### SET PROBLEM A
Reproduce word for word every line of the records that follow the court opinion, leaving the pictures out.

State v. Burns

Decision Date31 October 1873
Citation54 Mo. 274
PartiesSTATE OF MISSOURI, Respondent, v. CHRISTOPHER BURNS, Appellant.
CourtMissouri Supreme Court

Appeal from St. Louis Criminal Court.

C. P. Johnson, for Appellant.

I. The court erred in overruling the motion for a continuance. The record shows clearly that the defendant has been affected injuriously by being deprived of the evidence which he would have obtained by further continuing the cause. (State vs. Klinger, 43 Mo., 127; McKay vs. State, 12 Mo., 492; McLane vs. Harris, 1 Mo., 700; Riggs vs. Fenton, 3 Mo., 28; Moore vs. McCulloch, 6 Mo., 444; Tunstall vs. Hamilton, 8 Mo., 500; Darne vs. Broadwater, 9 Mo., 19; State vs. Schoenwald, 31 Mo., 147.)

II. The challenge and objections, made by defendant to the entire panel of jurors summoned to try said cause under the special venire ordered by the court, should have been sustained. (Sess. Acts 1855, p. 96, § 17.) The general statute law relative to the qualifications and summoning of jurors does not apply to a criminal cause. (Wagn. Stat., 800, § 23.) The general law, governing courts having criminal jurisdiction in summoning jurors, is set forth in Wagn. Stat., 801, §§ 29, 30, 31, 32; 1102, §§ 7, 8. The provisions of the law relative to St. Louis county are such that the jury commissioner can easily supply such venire as contemplated. (Laws St. Louis Co., p. 217, § 3.)

III. The defendant was entitled to a hearing on his application for a change of venue made to the Circuit Court, and a decision thereon, before being put to his trial. (Laws of St. Louis Co., p. 1, § 2.)

J. C. Normile, for Respondent.

I. This court will not ordinarily interfere with the discretion of the lower court in ruling on motions for continuance. (Green vs. State, 13 Mo., 382; State vs. Klinger, 43 Mo., 127; Frederick vs. Rice, 46 Mo., 24.)

II. The Jury Act of St. Louis county (Laws of 1872, p. 214), makes no provision for summoning special juries, hence when a special venire is demanded, the jury must be summoned under the provisions of the general statute.

III. The petition for a change of venue does not disclose when the prejudice of the judge became known to defendant. There was no reasonable notice to the Circuit Court attorney of the intended application. (State vs. Reed, 11 Mo., 379, Perry vs. Roberts, 17 Mo., 36.)

IV. It does not appear from the record that the Circuit Court ever acted on the application; nor is there anything to show why the Criminal Court should stop its proceedings.

WAGNER, Judge, delivered the opinion of the court.

The defendant, in conjunction with one Barrett, was indicted in the Criminal Court for committing a rape upon the person of one Marie Meurer, a female about fourteen years of age.

At the trial he was found guilty, and sentenced to a term of ten years in the penitentiary. No objections are made to the instructions as given by the court, nor to any other rulings, except as hereinafter mentioned.

### SET PROBLEM B
According to the court opinion, what sentence did the defendant receive after being found guilty?

### SUPPLIED RECORDS
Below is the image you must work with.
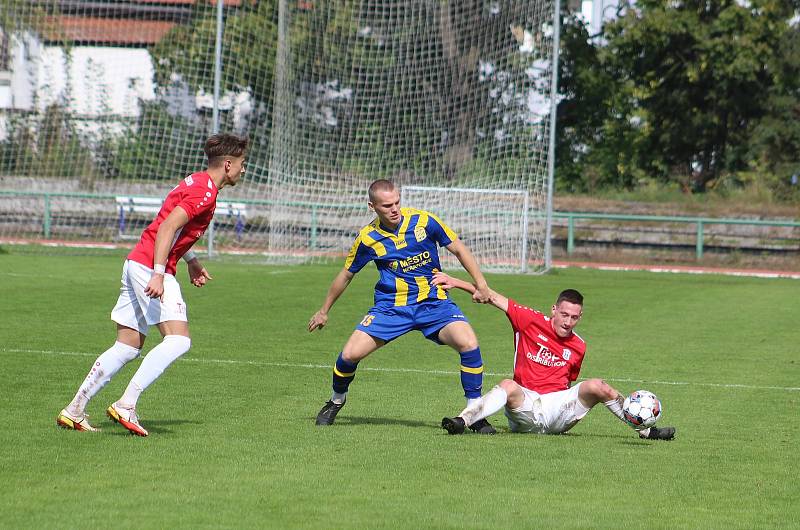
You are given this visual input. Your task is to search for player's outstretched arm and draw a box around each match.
[431,271,508,312]
[445,239,490,304]
[308,269,355,331]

### EXPECTED OUTPUT A
Below is the image you must work with.
You are given this visual input. Your task is to search for player's outstretched arm and draw a box around each match.
[431,271,508,312]
[445,239,490,304]
[308,269,355,331]

### EXPECTED OUTPUT B
A term of ten years in the penitentiary.